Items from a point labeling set
--*--

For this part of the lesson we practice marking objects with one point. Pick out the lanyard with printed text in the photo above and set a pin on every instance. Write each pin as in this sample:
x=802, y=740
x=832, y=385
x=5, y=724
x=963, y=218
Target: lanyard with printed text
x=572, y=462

--*--

Rewrite the items above, replacing every "lanyard" with "badge strap" and leaving everything else unchanged.

▶ Solution for this problem
For this part of the lesson we practice marking objects with one point. Pick out the badge strap with printed text in the photo above and set a pin on every instance. Write each pin as in this sample:
x=802, y=740
x=832, y=385
x=5, y=724
x=963, y=218
Target: badge strap with printed text
x=572, y=462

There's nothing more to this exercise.